● Requirement A
Please copy the part of the passage on Russell's pitching career starting with "In 2011, Russell" and going on through "and 1.215 WHIP.".
● Requirement B
In the passage on Russell's pitching career, which player did the Atlanta Braves give up in the July 31, 2014 trade for Russell and Emilio Bonifacio?

---- Given passage

In 2011, Russell made 64 appearances with a 1–6 record, a 4.12 ERA, 43 strikeouts, and 1.33 WHIP. He improved in 2012, recording a 7–1 record, 3.25 ERA, 55 strikeouts, and 1.298 WHIP in 77 games. Russell ended 2013 having pitched in 74 games with a 1–6 record, a 3.59 ERA, 37 strikeouts, and 1.215 WHIP.

===Atlanta Braves===
On July 31, 2014, Russell and Emilio Bonifacio were traded to the Atlanta Braves in exchange for Víctor Caratini. In 22 appearances for Atlanta, he posted a 2.22 ERA with 16 strikeouts across 24 1/3 innings pitched. Russell was released by the Braves on March 29, 2015.

===Chicago Cubs (second stint)===
On April 8, 2015, Russell signed a minor league contract with the Chicago Cubs. He had his contract selected to the major league roster on May 5. He went 0–2 with a 5.29 ERA for the Cubs before being designated for assignment on September 1, he cleared waivers and was sent outright to Triple-A Iowa Cubs on September 3. He elected free agency following the season on October 6.

--------
---- Source material

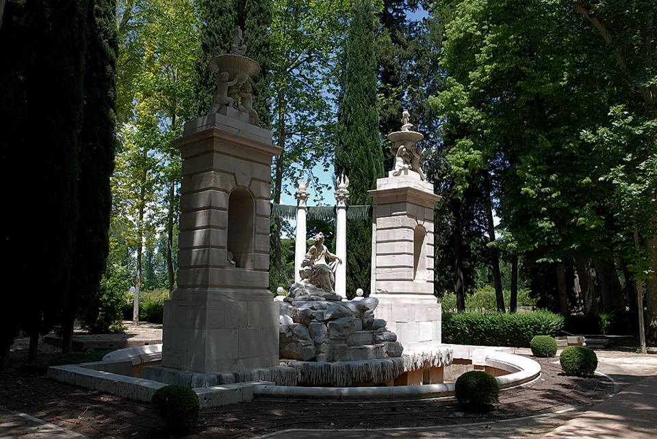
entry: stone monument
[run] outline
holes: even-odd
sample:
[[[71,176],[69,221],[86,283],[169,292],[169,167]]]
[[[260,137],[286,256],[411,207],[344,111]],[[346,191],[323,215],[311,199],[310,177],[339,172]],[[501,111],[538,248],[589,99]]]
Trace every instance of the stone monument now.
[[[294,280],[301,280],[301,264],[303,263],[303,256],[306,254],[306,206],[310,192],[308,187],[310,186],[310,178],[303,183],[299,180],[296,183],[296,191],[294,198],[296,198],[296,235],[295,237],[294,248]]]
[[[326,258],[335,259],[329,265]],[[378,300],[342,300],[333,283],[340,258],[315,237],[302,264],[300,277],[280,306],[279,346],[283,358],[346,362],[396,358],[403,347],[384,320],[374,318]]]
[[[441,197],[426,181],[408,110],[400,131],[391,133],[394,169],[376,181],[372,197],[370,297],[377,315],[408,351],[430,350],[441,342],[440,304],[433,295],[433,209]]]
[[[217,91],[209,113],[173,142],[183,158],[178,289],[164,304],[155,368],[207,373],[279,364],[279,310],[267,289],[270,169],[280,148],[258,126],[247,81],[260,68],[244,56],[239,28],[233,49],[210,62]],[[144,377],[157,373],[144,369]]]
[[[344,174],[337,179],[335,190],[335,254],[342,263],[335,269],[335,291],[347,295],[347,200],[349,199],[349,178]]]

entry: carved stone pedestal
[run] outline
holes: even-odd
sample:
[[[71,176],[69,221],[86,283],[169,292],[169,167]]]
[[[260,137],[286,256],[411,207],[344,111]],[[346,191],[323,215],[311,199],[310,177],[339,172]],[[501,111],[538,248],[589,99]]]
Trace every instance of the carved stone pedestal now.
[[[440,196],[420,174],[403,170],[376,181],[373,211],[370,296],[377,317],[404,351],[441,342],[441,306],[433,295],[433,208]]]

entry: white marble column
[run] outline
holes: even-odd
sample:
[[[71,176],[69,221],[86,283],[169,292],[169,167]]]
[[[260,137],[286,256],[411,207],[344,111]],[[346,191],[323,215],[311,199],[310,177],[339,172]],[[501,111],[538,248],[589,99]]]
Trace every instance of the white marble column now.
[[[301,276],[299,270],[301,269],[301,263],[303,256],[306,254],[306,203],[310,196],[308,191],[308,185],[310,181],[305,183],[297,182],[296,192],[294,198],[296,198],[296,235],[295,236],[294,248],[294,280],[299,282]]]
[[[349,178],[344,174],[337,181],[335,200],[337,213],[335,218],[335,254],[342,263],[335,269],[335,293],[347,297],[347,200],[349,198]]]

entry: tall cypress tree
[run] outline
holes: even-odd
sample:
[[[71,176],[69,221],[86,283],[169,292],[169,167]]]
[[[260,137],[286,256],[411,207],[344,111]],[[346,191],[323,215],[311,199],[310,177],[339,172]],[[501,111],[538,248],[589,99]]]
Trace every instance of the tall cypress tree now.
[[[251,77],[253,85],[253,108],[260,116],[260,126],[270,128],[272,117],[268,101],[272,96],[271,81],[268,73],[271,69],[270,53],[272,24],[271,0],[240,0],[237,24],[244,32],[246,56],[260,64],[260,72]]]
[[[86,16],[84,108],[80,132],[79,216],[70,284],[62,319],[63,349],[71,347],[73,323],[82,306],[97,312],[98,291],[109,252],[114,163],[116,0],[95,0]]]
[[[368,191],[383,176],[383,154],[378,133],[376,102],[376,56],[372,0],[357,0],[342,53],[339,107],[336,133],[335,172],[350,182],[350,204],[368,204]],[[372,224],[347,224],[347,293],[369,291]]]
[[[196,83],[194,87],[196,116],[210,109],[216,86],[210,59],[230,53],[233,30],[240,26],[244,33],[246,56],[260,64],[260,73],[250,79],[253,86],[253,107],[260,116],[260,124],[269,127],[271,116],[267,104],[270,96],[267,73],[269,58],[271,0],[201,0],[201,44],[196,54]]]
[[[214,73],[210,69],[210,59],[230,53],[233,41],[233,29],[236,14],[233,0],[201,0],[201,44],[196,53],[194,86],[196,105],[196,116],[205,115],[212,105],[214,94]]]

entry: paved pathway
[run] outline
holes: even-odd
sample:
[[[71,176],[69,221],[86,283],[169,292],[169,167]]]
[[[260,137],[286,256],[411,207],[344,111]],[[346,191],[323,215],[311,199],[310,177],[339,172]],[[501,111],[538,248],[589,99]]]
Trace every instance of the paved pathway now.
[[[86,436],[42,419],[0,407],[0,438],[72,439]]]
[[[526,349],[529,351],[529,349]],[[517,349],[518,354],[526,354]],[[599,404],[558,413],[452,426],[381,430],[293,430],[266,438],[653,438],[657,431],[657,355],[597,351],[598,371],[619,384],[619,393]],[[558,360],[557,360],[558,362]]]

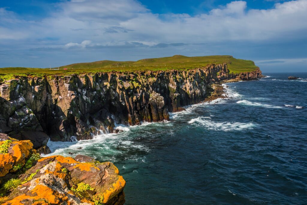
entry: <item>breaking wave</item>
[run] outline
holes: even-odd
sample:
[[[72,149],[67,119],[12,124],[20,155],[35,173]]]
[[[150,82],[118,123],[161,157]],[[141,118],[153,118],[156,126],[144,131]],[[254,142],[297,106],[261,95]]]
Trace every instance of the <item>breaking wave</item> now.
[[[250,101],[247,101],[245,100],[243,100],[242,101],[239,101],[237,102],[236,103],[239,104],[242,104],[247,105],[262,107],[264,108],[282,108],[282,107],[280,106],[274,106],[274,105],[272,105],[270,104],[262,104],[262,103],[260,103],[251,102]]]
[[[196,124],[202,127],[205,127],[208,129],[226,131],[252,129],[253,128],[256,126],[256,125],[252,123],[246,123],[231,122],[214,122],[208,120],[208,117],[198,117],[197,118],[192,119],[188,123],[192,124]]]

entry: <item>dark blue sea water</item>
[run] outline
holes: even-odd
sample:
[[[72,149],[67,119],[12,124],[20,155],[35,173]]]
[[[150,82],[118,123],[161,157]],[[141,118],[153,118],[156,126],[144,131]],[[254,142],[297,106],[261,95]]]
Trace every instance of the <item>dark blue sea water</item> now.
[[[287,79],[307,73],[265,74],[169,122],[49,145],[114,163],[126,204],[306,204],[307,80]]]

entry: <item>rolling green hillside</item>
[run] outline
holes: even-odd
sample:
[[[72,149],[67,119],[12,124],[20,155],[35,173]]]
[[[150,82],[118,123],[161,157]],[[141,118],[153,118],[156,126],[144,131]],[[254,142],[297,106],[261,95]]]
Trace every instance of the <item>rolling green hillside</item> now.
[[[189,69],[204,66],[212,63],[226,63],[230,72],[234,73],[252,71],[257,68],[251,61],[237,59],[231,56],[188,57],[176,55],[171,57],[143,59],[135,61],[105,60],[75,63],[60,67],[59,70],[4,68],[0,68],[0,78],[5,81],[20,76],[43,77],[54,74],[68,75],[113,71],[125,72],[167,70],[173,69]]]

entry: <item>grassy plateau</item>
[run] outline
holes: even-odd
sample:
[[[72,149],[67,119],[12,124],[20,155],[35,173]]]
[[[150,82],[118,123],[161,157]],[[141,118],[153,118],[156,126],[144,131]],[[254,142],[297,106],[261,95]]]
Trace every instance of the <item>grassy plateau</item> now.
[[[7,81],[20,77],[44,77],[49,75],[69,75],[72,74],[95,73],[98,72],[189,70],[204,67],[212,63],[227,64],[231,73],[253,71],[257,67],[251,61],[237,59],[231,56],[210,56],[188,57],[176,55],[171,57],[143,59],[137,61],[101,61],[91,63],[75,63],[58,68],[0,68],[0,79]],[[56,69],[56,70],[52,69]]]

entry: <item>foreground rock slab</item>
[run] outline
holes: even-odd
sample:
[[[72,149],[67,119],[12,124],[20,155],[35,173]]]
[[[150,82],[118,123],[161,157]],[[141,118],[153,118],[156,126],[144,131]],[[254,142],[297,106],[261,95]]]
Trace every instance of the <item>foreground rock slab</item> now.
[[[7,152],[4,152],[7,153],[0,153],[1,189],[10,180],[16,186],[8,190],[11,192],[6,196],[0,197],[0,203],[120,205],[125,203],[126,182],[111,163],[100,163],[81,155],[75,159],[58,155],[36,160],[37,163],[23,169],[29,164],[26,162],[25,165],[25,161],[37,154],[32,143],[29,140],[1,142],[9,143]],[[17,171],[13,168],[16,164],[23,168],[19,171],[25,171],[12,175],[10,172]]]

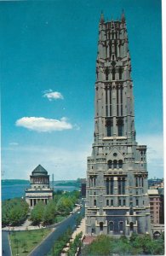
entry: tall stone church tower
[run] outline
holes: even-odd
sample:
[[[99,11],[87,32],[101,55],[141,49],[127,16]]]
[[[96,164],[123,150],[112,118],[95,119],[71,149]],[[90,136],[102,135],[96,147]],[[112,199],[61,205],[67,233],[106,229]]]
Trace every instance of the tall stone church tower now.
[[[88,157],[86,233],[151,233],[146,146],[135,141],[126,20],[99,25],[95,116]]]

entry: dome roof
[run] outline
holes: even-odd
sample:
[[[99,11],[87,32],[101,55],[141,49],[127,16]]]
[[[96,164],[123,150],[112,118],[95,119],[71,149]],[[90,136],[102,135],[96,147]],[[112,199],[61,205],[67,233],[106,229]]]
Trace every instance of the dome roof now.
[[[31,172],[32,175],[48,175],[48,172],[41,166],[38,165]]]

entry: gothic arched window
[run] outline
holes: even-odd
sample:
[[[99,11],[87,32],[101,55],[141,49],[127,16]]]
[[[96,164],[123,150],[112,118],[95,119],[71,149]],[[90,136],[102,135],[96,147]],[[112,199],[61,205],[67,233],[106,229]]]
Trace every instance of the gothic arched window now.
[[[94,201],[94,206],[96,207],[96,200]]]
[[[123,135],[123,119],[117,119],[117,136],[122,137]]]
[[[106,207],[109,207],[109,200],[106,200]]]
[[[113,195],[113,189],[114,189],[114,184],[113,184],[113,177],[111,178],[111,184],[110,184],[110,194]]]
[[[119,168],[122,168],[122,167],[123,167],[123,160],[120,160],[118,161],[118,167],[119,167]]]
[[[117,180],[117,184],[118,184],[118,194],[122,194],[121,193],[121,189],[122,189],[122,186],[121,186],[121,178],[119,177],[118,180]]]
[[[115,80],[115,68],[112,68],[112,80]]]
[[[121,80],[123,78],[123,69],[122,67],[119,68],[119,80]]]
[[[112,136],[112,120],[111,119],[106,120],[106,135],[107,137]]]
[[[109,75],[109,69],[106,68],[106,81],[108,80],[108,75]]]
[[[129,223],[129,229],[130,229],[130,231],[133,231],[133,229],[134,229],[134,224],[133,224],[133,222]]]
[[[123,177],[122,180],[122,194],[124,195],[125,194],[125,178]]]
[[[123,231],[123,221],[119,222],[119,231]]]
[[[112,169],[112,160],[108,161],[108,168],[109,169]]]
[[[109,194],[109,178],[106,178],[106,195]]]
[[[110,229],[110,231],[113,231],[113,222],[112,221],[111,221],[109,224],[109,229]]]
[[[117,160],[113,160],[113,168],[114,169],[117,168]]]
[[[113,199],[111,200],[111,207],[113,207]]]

--------
---- Source material

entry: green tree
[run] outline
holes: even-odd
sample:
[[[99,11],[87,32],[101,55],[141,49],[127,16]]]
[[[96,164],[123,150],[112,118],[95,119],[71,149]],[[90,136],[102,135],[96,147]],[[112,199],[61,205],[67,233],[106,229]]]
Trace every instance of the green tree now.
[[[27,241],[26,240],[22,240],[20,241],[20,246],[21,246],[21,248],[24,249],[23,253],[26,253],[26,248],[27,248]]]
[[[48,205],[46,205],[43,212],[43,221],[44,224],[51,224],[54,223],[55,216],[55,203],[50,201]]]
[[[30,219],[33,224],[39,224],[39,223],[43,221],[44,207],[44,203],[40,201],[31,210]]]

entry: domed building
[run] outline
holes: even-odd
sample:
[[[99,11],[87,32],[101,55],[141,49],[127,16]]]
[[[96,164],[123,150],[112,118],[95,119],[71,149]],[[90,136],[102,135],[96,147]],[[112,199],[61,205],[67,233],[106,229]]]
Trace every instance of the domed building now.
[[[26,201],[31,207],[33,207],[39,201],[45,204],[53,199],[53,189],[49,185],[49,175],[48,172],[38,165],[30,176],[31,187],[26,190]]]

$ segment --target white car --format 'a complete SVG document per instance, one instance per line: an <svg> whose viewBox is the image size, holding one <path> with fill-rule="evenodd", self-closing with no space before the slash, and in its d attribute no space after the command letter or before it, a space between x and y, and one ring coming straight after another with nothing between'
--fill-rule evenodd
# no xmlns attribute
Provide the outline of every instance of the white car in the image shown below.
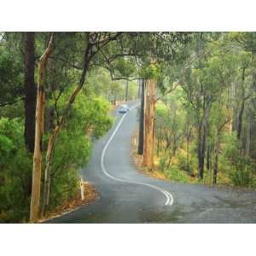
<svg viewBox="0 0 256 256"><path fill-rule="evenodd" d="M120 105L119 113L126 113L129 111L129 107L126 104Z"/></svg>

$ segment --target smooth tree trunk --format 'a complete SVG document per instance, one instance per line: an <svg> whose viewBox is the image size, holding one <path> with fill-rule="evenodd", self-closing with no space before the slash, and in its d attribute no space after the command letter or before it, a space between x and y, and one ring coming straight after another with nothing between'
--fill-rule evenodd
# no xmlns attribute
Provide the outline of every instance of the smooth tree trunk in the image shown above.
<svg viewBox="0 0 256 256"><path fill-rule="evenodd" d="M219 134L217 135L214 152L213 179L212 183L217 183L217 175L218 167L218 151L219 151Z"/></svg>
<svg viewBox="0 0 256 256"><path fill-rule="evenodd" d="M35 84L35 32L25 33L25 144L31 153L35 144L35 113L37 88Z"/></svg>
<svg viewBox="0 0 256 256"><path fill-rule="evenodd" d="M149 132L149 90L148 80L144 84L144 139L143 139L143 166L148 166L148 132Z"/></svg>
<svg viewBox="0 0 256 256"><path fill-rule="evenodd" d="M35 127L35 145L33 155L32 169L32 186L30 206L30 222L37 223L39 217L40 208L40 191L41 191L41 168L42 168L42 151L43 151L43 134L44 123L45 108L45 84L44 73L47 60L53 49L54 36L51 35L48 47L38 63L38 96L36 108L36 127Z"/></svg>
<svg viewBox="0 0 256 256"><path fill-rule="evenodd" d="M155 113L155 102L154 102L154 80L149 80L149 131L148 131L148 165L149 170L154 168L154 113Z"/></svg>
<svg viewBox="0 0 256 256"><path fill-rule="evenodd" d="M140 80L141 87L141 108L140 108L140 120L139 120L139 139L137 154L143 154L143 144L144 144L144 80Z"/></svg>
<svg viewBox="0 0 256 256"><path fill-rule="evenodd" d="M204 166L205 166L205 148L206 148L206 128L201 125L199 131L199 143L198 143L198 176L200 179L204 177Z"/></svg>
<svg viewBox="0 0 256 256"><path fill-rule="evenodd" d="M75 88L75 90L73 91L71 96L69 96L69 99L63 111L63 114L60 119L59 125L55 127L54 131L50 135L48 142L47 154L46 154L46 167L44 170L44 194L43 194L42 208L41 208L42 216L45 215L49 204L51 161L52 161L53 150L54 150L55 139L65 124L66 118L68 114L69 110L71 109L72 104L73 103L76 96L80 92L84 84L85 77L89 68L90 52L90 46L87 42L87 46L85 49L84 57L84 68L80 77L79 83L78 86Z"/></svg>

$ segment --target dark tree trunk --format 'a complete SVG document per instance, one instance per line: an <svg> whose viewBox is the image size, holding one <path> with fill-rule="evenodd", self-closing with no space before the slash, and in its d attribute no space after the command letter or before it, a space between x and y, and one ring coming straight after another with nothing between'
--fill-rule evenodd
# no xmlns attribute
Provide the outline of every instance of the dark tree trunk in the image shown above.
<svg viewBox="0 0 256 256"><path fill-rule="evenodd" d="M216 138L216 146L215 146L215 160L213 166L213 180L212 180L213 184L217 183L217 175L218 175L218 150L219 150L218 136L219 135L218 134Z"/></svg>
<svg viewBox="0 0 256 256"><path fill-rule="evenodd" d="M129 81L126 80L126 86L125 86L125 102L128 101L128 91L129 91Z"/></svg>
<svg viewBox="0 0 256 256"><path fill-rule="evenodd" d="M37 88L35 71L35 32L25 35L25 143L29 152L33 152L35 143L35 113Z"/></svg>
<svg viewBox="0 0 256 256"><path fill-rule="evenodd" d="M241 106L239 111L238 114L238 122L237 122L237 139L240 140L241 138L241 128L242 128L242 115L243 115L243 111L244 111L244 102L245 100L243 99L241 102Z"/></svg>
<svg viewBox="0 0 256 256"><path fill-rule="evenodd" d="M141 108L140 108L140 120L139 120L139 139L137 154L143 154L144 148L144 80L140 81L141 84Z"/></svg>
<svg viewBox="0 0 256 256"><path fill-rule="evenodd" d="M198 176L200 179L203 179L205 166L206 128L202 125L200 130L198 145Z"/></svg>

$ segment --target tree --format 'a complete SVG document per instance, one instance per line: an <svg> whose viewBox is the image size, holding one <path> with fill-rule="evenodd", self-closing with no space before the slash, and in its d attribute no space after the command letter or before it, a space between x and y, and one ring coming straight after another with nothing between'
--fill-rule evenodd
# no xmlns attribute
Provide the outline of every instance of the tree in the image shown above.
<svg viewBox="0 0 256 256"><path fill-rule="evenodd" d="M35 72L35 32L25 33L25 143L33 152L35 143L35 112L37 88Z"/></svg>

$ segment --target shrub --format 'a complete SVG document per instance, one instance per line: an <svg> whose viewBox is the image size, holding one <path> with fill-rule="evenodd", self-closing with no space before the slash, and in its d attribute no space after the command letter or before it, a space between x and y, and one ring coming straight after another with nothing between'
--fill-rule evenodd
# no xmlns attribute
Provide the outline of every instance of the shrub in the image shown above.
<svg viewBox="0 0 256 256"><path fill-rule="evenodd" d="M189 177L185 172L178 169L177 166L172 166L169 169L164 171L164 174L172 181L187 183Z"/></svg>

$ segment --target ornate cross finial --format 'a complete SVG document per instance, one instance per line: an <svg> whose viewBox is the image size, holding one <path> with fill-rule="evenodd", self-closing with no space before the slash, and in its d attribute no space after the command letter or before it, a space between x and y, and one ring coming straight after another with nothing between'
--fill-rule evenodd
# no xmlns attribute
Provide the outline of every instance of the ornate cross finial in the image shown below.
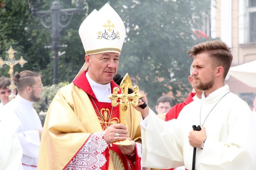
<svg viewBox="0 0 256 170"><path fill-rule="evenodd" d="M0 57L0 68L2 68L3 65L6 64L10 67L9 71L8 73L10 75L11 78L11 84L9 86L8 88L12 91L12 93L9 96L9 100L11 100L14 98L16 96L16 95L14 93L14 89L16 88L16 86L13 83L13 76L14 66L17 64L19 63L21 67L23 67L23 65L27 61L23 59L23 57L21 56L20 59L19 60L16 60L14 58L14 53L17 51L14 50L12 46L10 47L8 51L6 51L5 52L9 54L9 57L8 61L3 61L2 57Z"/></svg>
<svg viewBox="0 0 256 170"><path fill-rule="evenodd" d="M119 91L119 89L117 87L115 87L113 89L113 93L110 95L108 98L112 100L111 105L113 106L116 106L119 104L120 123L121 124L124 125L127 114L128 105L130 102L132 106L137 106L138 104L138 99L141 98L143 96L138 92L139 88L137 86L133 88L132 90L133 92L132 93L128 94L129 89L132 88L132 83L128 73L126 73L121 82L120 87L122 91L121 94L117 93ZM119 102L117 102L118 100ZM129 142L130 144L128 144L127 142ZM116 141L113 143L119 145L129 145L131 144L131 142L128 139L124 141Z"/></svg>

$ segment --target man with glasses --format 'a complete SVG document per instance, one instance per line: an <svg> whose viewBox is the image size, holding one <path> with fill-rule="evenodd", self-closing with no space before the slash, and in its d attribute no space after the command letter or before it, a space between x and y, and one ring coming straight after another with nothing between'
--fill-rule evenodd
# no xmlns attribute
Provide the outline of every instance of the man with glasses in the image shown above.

--------
---- Source material

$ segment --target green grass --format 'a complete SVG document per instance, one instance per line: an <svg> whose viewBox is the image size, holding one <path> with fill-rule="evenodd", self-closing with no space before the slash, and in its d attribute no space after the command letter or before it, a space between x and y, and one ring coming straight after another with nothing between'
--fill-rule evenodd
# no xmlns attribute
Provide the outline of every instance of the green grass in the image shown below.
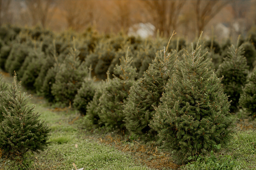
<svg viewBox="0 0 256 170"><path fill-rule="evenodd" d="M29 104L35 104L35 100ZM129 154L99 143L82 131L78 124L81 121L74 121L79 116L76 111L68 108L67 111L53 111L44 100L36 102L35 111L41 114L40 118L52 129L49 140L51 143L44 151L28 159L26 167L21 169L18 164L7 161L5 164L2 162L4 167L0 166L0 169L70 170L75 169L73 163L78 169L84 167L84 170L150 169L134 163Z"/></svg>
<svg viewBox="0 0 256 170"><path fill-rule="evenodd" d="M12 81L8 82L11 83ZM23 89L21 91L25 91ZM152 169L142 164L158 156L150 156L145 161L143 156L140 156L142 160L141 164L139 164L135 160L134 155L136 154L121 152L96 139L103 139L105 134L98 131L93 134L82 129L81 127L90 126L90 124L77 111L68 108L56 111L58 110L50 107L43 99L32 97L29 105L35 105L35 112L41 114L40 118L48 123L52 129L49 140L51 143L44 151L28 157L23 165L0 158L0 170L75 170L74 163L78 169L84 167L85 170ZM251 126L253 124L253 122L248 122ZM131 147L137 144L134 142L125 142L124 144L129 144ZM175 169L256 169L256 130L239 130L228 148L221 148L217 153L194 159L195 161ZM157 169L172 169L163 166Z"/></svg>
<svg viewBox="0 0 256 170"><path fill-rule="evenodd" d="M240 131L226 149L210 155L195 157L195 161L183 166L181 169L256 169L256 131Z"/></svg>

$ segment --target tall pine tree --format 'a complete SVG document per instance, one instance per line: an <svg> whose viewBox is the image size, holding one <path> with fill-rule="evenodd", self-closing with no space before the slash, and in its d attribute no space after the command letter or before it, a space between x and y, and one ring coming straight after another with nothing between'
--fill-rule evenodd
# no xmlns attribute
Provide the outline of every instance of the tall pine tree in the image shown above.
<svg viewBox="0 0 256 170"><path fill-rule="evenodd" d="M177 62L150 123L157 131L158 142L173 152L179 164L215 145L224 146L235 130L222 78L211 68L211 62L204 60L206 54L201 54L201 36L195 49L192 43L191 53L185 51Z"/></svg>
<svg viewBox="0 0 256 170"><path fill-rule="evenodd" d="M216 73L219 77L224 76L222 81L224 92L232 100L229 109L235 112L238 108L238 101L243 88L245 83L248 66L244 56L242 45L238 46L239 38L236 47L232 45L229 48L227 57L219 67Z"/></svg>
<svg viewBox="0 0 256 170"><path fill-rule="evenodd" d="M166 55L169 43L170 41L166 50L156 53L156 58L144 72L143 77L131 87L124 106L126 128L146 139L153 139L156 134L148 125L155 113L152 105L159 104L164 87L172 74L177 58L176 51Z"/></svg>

--------

● Written reply A
In 2011, Russell made 64 appearances with a 1–6 record, a 4.12 ERA, 43 strikeouts, and 1.33 WHIP. He improved in 2012, recording a 7–1 record, 3.25 ERA, 55 strikeouts, and 1.298 WHIP in 77 games. Russell ended 2013 having pitched in 74 games with a 1–6 record, a 3.59 ERA, 37 strikeouts, and 1.215 WHIP.

● Written reply B
Víctor Caratini